◆ Things to do ◆
[a] Translate into Spanish this sentence from the NicheCompass notebook excerpt: "Note that the goal of NicheCompass is not a perfect separation of rna cluster or atac cluster spot annotations but rather to identify spatial cellular niches."
[b] Extend the NicheCompass notebook excerpt, picking up right after its last line of code.
======== Text excerpt ========
Let's look at the preservation of rna cluster and atac cluster spot annotations in the embedding space. Note that the goal of NicheCompass is not a perfect separation of rna cluster or atac cluster spot annotations but rather to identify spatial cellular niches. Nevertheless, it can be useful to look at the spot annotations if available.

In [None]:
output = model.get_omics_decoder_outputs(
                only_active_gps=True,
                node_batch_size=512)

In [None]:
for i, gene in enumerate(adata.var_names):
    model.adata.obs[f"{gene}_rec"] = output["target_rna_nb_means"][:, i]

In [None]:
model.adata.var_names

In [None]:
model.adata.varm["nichecompass_gp_sources"].sum(1)

In [None]:
model.adata.varm["nichecompass_gp_targets"].sum(1)

In [None]:
model.features_scale_factors_

In [None]:
gene = "Mbp"

sc.pl.spatial(
    use_raw=False,
    adata=model.adata,
    color=gene,
    color_map="RdBu_r",
    spot_size=30,
    title=f"",
    legend_loc=None,
    colorbar_loc="bottom",
    show=True)

sc.pl.spatial(
    use_raw=False,
    adata=model.adata,
    color=f"{gene}_rec",
    color_map="RdBu_r",
    spot_size=30,
    title=f"",
    legend_loc=None,
    colorbar_loc="bottom",
    show=True)

In [None]:
samples = model.adata.obs[sample_key].unique().tolist()

rna_cluster_colors = create_new_color_dict(
    adata=model.adata,
    cat_key=rna_cluster_key)

atac_cluster_colors = create_new_color_dict(
    adata=model.adata,
    cat_key=atac_cluster_key)

In [None]:
# Create plot of RNA cluster annotations in physical and latent space
groups = None # set this to a specific cluster for easy visualization, e.g. ["R0"]
save_fig = True
file_path = f"{figure_folder_path}/" \
            "rna_clusters_latent_physical_space.svg"

fig = plt.figure(figsize=(12, 14))
title = fig.suptitle(t=f"Original RNA Clusters " \
                       "in NicheCompass Latent and Physical Space",
                     y=0.96,
                     x=0.55,
                     fontsize=20)
spec1 = gridspec.GridSpec(ncols=1,
                          nrows=2,
                          width_ratios=[1],
                          height_ratios=[3, 2])
spec2 = gridspec.GridSpec(ncols=len(samples),
                          nrows=2,
                          width_ratios=[1] * len(samples),
                          height_ratios=[3, 2])
axs = []
axs.append(fig.add_subplot(spec1[0]))
sc.pl.umap(adata=model.adata,
           color=[rna_cluster_key],
           groups=groups,
           palette=rna_cluster_colors,
           title=f"Original RNA Clusters in NicheCompass Latent Space",
           ax=axs[0],
           show=False)
for idx, sample in enumerate(samples):
    axs.append(fig.add_subplot(spec2[len(samples) + idx]))
======== Exercise data ========
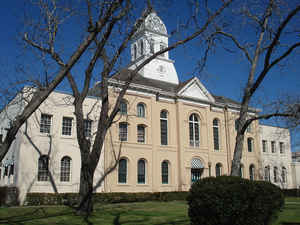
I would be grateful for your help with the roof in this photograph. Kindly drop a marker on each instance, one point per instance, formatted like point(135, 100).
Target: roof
point(124, 74)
========
◆ Exercise answers ◆
[a] Tenga en cuenta que el objetivo de NicheCompass no es una separación perfecta de las anotaciones de spots por clúster de RNA o por clúster de ATAC, sino más bien identificar nichos celulares espaciales.

[b]
    sc.pl.spatial(adata=model.adata[model.adata.obs[sample_key] == sample],
                  color=[rna_cluster_key],
                  groups=groups,
                  palette=rna_cluster_colors,
                  spot_size=spot_size,
                  title=f"Original RNA Clusters in Physical Space \n"
                        f"(Sample: {sample})",
                  legend_loc=None,
                  ax=axs[idx+1],
                  show=False)

# Create and position shared legend
handles, labels = axs[0].get_legend_handles_labels()
lgd = fig.legend(handles,
                 labels,
                 loc="center left",
                 bbox_to_anchor=(0.98, 0.5))
axs[0].get_legend().remove()

# Adjust, save and display plot
plt.subplots_adjust(wspace=0.2, hspace=0.25)
if save_fig:
    fig.savefig(file_path,
                bbox_extra_artists=(lgd, title),
                bbox_inches="tight")
plt.show()

In [None]:
# Create plot of ATAC cluster annotations in physical and latent space
groups = None # set this to a specific cluster for easy visualization, e.g. ["C0"]
save_fig = True
file_path = f"{figure_folder_path}/" \
            "atac_clusters_latent_physical_space.svg"

fig = plt.figure(figsize=(12, 14))
title = fig.suptitle(t=f"Original ATAC Clusters " \
                       "in NicheCompass Latent and Physical Space",
                     y=0.96,
                     x=0.55,
                     fontsize=20)
spec1 = gridspec.GridSpec(ncols=1,
                          nrows=2,
                          width_ratios=[1],
                          height_ratios=[3, 2])
spec2 = gridspec.GridSpec(ncols=len(samples),
                          nrows=2,
                          width_ratios=[1] * len(samples),
                          height_ratios=[3, 2])
axs = []
axs.append(fig.add_subplot(spec1[0]))
sc.pl.umap(adata=model.adata,
           color=[atac_cluster_key],
           groups=groups,
           palette=atac_cluster_colors,
           title=f"Original ATAC Clusters in NicheCompass Latent Space",
           ax=axs[0],
           show=False)
for idx, sample in enumerate(samples):
    axs.append(fig.add_subplot(spec2[len(samples) + idx]))
    sc.pl.spatial(adata=model.adata[model.adata.obs[sample_key] == sample],
                  color=[atac_cluster_key],
                  groups=groups,
                  palette=atac_cluster_colors,
                  spot_size=spot_size,
                  title=f"Original ATAC Clusters in Physical Space \n"
                        f"(Sample: {sample})",
                  legend_loc=None,
                  ax=axs[idx+1],
                  show=False)

# Create and position shared legend
handles, labels = axs[0].get_legend_handles_labels()
lgd = fig.legend(handles,
                 labels,
                 loc="center left",
                 bbox_to_anchor=(0.98, 0.5))
axs[0].get_legend().remove()

# Adjust, save and display plot
plt.subplots_adjust(wspace=0.2, hspace=0.25)
if save_fig:
    fig.savefig(file_path,
                bbox_extra_artists=(lgd, title),
                bbox_inches="tight")
plt.show()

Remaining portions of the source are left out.